* _Task requirements_
Transcribe the records verbatim from their start through the line containing "column 230, row 152", with both ends included. Omit the pictures.

* _Dataset records on object locations_
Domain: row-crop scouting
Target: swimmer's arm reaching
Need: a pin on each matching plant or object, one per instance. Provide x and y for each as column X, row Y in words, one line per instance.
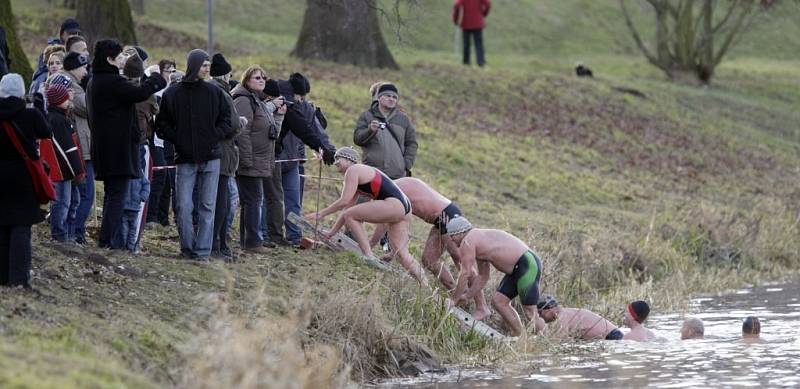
column 466, row 273
column 346, row 199
column 479, row 282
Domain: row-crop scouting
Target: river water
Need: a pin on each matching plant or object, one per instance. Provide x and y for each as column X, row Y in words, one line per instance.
column 719, row 360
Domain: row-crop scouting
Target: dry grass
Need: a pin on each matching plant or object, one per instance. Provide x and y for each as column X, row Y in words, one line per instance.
column 247, row 348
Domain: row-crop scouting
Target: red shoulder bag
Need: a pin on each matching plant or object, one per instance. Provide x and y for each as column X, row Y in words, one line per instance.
column 42, row 184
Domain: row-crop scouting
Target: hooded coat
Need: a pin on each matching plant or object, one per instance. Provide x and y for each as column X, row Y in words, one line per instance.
column 392, row 150
column 257, row 140
column 111, row 102
column 194, row 115
column 18, row 203
column 230, row 152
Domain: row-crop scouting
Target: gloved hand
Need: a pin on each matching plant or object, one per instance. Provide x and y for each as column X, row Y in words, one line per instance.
column 327, row 156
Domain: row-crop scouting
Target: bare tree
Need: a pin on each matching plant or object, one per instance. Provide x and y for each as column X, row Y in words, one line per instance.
column 138, row 6
column 343, row 31
column 106, row 19
column 690, row 39
column 19, row 62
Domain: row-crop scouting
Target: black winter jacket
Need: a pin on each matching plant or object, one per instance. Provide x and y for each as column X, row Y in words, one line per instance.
column 195, row 117
column 111, row 102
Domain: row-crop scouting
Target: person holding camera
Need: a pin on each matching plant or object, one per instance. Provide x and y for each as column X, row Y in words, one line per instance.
column 386, row 135
column 256, row 152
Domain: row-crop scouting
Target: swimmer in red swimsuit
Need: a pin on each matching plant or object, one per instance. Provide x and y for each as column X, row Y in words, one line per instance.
column 389, row 205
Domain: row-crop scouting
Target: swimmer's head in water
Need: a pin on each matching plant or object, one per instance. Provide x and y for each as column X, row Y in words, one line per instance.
column 458, row 225
column 751, row 326
column 693, row 328
column 347, row 153
column 639, row 310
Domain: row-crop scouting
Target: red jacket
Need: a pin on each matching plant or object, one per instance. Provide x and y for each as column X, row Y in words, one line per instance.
column 470, row 14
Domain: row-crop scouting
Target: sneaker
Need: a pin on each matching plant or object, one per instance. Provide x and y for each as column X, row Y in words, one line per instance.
column 269, row 244
column 258, row 250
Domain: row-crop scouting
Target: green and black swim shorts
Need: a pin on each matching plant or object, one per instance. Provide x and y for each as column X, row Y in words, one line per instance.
column 524, row 280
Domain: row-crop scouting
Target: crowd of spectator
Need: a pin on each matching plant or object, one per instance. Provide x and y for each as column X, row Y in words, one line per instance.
column 157, row 138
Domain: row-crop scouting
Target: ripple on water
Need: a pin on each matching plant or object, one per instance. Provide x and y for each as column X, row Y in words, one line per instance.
column 721, row 360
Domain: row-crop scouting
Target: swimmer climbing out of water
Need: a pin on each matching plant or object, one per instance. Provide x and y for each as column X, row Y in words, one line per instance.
column 692, row 328
column 575, row 322
column 478, row 248
column 389, row 205
column 435, row 209
column 635, row 314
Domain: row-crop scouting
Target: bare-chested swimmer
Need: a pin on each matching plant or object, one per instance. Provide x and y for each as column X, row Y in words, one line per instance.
column 576, row 323
column 635, row 315
column 477, row 249
column 435, row 209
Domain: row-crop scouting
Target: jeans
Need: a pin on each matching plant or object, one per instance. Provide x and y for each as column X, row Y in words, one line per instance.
column 220, row 242
column 86, row 190
column 233, row 196
column 15, row 255
column 196, row 242
column 477, row 35
column 157, row 184
column 292, row 198
column 113, row 205
column 167, row 197
column 273, row 203
column 130, row 229
column 251, row 195
column 63, row 210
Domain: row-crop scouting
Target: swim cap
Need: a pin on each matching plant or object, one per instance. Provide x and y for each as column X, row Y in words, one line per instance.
column 347, row 153
column 458, row 225
column 751, row 326
column 546, row 302
column 639, row 310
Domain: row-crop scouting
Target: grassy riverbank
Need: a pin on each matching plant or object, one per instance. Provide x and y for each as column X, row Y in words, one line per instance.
column 687, row 190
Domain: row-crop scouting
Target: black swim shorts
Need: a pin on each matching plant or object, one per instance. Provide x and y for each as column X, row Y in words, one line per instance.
column 448, row 214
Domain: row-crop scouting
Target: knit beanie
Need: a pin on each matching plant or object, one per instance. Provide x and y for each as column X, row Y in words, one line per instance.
column 219, row 65
column 134, row 67
column 271, row 88
column 142, row 53
column 546, row 302
column 194, row 61
column 639, row 310
column 58, row 91
column 75, row 60
column 387, row 88
column 70, row 25
column 106, row 48
column 12, row 85
column 751, row 326
column 458, row 225
column 300, row 84
column 347, row 153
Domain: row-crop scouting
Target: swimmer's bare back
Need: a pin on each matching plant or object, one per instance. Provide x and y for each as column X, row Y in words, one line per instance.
column 426, row 203
column 497, row 247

* _Final result_
Domain: row-crop scouting
Target: swimmer's arm reaching
Need: a pin on each matching plant or object, one per instance. Provide x and y for each as column X, row Y in words, one line per instance.
column 466, row 273
column 346, row 199
column 479, row 282
Domain: row-crop scouting
Target: river water
Need: a pin on each matching plant or object, one per instance. Provide x and y for each as column X, row Y in words, one line per instance.
column 719, row 360
Domain: row-crop scouting
Target: dry grass
Need: a pin on each matching plant or object, one per instance. Provide x and y for each as column X, row Y in words, one line per instance.
column 247, row 348
Domain: row-crop scouting
Target: red shoulder bag
Need: a pin on each matching plant or object, one per instance. Provide x and y for each as column X, row Y in words, one line per instance.
column 42, row 184
Domain: row-crop scouting
Target: hooded coat
Need: a pin on each matching plant or object, one per instance. Provide x and y for each as column X, row Y in words, one line per instance.
column 392, row 150
column 257, row 140
column 111, row 102
column 194, row 115
column 18, row 203
column 230, row 152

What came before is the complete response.